§ **RECORDS FOR THE EXERCISE**:
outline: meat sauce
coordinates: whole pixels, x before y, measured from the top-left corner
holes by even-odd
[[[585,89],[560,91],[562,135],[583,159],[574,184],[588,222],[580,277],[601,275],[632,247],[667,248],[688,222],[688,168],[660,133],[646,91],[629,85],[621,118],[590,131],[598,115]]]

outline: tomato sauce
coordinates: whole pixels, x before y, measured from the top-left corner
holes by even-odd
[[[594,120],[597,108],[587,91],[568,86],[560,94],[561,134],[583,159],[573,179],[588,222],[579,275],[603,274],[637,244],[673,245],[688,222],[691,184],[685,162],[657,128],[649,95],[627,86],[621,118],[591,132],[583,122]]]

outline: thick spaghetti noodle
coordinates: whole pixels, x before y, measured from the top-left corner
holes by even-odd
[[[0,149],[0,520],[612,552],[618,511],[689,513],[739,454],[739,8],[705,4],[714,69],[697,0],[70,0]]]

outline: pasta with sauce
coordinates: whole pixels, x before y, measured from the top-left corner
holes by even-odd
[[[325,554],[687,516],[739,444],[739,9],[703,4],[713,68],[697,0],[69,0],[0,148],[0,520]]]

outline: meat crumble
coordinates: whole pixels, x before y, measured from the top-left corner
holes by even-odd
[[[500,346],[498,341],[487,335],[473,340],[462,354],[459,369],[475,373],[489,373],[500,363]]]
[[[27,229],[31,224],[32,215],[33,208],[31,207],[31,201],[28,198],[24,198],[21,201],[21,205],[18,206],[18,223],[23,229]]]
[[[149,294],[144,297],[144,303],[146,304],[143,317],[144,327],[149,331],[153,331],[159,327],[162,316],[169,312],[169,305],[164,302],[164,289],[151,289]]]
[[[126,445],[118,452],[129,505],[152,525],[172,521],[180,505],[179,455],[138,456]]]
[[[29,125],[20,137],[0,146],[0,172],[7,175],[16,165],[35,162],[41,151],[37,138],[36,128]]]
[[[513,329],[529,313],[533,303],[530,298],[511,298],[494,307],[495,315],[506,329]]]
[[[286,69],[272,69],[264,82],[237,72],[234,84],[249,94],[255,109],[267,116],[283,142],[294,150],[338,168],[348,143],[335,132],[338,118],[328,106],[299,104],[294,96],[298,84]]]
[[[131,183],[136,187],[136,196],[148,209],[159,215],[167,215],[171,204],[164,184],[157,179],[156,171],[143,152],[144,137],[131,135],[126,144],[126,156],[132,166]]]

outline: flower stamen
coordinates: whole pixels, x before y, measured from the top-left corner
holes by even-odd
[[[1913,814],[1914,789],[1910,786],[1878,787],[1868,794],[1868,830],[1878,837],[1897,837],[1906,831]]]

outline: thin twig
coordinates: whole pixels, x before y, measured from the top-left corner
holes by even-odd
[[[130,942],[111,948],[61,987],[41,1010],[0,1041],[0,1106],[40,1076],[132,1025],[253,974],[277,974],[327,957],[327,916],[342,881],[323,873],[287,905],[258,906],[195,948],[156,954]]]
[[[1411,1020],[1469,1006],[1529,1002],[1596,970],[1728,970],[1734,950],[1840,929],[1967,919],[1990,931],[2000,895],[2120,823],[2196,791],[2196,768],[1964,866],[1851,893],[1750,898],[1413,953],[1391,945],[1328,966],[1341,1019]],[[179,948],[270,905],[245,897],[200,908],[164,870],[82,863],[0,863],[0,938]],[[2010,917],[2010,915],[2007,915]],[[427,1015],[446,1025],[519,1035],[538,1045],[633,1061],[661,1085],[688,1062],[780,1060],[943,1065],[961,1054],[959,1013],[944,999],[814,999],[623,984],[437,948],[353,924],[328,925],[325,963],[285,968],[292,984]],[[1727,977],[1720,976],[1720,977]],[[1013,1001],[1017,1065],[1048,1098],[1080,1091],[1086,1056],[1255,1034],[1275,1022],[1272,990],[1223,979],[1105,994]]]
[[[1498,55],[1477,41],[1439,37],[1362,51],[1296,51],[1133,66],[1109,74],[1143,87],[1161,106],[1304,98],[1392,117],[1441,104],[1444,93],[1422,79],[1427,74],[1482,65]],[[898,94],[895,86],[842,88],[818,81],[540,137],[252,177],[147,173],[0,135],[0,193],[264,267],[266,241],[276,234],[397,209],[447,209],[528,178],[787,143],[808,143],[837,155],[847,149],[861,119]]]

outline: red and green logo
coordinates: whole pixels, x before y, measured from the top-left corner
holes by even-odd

§ **WHAT YOU WILL DO**: Count the lines in the material containing the string "meat", and state the number with nothing added.

§ **RESULT FOR THIS EXERCISE**: 2